• CHALLENGE A:
Please rescale the records below, from the first line of the records up to and including the line with "[596,152,614,177]", writing out every line again, requests included, with each bounding-box coordinate multiplied by 1.6 and rounded to a whole number, halves rounding up. Return only those lines.

• QUOTED PASSAGE:
# Design Limitations of an Electrical Engineer



## jar546 (Dec 2, 2018)

This is a good one for commercial electrical plan reviewers.  Where do you draw the line?  Where does the code draw the line?

You are reviewing a set of prints and associated documentation for the installation of an 800A standby generator for an assisted living facility which means no critical care systems.  Of note you see that the engineer specifies that the electrical contractor utilize the tap rule to provide 3 120v 20Acircuits from the ATS to the generator, 1 for the battery charger, one for lighting and a receptacle and one for a block heater.  There are no specifics for how or exactly where the ATS is to be tapped other than the tap goes to a safety switch to be mounted outside the enclosure where the conduit feeds to the generator.

Upon looking at the ATS provided documentation you don't see any integral hardware or fittings that are listed for tapping and again, no specifics from the engineer specifying changing of lugs adding P-Taps in order to complete the design.  When questioned, the engineer states that there is a note on the page directing the electrician to tap in accordance with local code requirements.

How would you handle this situation?  Are you OK with an electrician modifying a UL listed ATS  used as a service disconnect in order to to this without specs from an engineer?  Would you require that the engineer provide more detailed documentation on how to do this?

• GIVEN DATA:
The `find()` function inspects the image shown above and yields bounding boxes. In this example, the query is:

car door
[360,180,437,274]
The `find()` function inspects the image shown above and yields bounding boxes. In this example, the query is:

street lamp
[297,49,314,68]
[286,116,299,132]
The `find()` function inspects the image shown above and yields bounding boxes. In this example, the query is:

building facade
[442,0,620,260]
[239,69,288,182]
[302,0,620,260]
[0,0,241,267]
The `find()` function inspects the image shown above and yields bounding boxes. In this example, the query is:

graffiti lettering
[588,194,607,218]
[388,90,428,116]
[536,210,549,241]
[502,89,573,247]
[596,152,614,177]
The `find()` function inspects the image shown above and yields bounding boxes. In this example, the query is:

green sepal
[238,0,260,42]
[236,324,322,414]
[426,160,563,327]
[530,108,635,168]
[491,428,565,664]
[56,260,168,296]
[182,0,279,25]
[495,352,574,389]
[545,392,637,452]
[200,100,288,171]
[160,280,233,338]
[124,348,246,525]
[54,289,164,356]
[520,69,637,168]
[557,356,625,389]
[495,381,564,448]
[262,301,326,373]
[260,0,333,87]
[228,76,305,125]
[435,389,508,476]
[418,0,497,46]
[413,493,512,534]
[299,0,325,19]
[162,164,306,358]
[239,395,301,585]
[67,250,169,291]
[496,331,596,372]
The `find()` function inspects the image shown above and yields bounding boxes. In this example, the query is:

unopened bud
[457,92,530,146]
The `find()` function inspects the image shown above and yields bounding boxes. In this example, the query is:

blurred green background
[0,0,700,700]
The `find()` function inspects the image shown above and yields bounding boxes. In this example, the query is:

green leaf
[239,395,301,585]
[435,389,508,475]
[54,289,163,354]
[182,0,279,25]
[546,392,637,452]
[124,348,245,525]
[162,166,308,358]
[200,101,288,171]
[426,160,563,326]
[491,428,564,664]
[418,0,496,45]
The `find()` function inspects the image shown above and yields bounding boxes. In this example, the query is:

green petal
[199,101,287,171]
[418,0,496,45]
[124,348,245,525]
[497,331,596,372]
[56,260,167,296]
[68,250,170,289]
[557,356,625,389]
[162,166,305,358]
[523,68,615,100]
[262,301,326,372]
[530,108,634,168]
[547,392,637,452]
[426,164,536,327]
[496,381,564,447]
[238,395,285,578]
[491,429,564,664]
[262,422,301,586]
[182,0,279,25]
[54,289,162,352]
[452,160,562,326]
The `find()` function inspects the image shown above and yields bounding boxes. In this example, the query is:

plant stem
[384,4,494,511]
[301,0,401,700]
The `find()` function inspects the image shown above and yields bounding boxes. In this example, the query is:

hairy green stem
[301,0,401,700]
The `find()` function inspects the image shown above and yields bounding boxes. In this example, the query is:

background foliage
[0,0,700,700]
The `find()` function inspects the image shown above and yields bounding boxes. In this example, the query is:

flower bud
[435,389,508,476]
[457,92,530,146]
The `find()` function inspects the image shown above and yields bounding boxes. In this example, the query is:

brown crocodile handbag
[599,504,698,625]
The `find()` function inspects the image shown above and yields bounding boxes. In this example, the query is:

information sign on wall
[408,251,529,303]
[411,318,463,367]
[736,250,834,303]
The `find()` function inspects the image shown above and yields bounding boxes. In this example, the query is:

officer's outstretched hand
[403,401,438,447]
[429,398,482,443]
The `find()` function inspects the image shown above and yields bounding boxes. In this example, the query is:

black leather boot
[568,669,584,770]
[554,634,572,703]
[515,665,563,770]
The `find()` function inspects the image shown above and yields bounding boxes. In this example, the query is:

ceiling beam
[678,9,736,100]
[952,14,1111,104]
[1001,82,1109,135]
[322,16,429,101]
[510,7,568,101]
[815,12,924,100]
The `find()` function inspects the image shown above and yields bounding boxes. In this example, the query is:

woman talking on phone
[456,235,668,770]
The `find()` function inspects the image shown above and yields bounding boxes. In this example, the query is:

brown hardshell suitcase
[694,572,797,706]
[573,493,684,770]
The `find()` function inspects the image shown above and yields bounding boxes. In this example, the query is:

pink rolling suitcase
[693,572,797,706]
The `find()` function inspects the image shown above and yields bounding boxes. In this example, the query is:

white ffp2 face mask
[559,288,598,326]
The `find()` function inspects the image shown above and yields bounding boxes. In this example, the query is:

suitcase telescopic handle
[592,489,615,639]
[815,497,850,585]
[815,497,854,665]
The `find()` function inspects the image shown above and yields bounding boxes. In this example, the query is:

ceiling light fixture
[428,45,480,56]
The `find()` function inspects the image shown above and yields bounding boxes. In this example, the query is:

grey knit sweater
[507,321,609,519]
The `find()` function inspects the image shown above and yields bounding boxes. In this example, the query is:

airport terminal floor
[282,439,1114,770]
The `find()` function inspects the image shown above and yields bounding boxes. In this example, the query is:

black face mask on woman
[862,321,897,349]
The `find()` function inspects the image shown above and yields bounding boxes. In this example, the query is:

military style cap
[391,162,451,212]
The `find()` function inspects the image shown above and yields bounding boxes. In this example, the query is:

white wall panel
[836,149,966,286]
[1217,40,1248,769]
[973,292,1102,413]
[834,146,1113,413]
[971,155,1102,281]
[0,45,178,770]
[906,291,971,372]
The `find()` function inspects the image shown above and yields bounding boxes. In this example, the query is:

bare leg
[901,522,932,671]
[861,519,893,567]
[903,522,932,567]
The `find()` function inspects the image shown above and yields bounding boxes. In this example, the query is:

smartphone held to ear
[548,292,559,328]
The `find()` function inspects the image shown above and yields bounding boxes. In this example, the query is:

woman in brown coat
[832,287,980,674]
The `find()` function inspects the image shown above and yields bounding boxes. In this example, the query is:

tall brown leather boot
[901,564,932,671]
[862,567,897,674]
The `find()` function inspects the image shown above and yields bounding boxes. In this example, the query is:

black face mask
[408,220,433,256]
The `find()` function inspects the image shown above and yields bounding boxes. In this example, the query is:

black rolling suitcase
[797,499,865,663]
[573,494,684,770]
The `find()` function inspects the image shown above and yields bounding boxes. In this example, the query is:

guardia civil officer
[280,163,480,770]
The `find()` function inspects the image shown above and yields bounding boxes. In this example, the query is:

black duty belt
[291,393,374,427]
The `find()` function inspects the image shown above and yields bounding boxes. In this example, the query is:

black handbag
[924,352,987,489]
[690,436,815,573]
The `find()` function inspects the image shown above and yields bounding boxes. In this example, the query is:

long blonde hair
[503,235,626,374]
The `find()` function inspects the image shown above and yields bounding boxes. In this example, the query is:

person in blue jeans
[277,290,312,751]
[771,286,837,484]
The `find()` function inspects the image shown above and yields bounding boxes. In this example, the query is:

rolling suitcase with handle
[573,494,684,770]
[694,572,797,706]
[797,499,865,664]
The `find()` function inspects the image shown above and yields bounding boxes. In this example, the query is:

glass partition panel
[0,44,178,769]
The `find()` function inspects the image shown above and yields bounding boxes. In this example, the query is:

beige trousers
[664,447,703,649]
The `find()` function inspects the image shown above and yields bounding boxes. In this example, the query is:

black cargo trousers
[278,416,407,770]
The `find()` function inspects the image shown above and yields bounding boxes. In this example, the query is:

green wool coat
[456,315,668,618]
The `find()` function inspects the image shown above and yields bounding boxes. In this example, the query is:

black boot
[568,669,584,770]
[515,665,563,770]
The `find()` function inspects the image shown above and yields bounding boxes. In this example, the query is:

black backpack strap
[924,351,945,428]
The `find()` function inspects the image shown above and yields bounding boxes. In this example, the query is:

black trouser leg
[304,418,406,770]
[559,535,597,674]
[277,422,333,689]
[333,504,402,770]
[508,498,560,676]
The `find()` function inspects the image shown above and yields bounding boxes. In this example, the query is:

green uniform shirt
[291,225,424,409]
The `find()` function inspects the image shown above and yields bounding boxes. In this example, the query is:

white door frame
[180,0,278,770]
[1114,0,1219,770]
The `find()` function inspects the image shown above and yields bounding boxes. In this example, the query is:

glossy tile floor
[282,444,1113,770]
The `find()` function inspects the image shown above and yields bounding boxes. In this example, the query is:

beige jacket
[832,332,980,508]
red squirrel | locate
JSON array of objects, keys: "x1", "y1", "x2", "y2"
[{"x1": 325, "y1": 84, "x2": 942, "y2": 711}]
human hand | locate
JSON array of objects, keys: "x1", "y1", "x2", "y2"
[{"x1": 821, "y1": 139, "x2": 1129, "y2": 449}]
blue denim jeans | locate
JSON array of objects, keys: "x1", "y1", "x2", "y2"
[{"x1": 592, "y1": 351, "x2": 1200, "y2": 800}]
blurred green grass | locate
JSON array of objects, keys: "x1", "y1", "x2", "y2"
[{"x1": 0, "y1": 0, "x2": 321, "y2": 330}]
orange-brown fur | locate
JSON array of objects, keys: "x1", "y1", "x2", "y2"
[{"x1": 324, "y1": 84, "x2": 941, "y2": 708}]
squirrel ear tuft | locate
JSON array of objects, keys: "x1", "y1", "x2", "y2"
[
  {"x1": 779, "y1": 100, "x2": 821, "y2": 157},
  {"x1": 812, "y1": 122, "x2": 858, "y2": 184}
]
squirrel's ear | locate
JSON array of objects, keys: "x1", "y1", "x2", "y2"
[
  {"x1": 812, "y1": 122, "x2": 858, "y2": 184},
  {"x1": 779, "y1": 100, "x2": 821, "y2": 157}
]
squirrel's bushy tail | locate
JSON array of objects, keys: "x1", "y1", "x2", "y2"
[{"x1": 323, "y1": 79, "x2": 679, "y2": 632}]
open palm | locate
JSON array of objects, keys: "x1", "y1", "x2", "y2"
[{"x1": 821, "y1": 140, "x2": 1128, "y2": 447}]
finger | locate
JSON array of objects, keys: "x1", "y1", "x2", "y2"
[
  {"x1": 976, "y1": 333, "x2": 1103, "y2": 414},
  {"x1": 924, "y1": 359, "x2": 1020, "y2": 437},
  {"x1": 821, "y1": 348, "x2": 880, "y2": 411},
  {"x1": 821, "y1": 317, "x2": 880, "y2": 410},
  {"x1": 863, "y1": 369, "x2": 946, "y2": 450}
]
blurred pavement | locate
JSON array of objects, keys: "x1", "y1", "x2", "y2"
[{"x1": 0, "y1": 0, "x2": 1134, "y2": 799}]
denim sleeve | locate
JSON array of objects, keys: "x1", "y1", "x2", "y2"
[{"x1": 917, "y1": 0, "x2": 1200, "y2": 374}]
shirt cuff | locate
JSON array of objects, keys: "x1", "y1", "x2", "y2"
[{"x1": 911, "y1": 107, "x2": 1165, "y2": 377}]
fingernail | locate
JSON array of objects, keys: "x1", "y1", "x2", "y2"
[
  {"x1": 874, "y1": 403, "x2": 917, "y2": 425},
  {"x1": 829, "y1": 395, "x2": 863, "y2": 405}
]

• CHALLENGE B:
Write the next part of the forum thread above on tapping a standby generator's transfer switch, picking up after its final sentence.

• ANSWER A:
The `find()` function inspects the image shown above and yields bounding boxes. In this example, the query is:

car door
[576,288,699,438]
The `find()` function inspects the image shown above and yields bounding boxes. In this example, the query is:

street lamp
[475,78,502,109]
[458,186,478,211]
The `find()` function inspects the image shown above and yields bounding boxes. In this example, the query is:

building facade
[707,0,992,416]
[382,110,461,291]
[483,0,992,416]
[0,0,386,427]
The `find()` function inspects the image shown above and yields bounding boxes. In this example, the query is:

graffiti lettering
[941,310,971,349]
[621,144,685,186]
[858,336,878,386]
[803,142,917,395]
[954,243,982,283]

• ANSWER B:
OR are you not OK with an engineer modifying a UL listed ATS without info or approval from the manufacturer?

What say thee?


----------



## steveray (Dec 3, 2018)

The engineer can't over rule the listing of an appliance/ piece of equipment......If you allow the engineer to do it, you allow the electrician to do it....


----------



## ICE (Dec 8, 2018)

They will need a field evaluation by a NRTL.  That's to modify it or to return it to the original condition.


----------



## jar546 (Dec 8, 2018)

OK, now that I steered this into the current direction, let me ask you these:

1) Is P-Tapping a conductor inside a panel a modification of a UL listed product?
2) Is changing the lugs of the main OCPD, ground or neutral bar modifying a UL listed product when the product itself has a listing of lugs for different wire sizes on the label?
3) Is mounting a safety switch/disconnect on the outside of UL listed equipment such as an ATS considered modifying it?  If so, do you hold AC condensing units to the same standard?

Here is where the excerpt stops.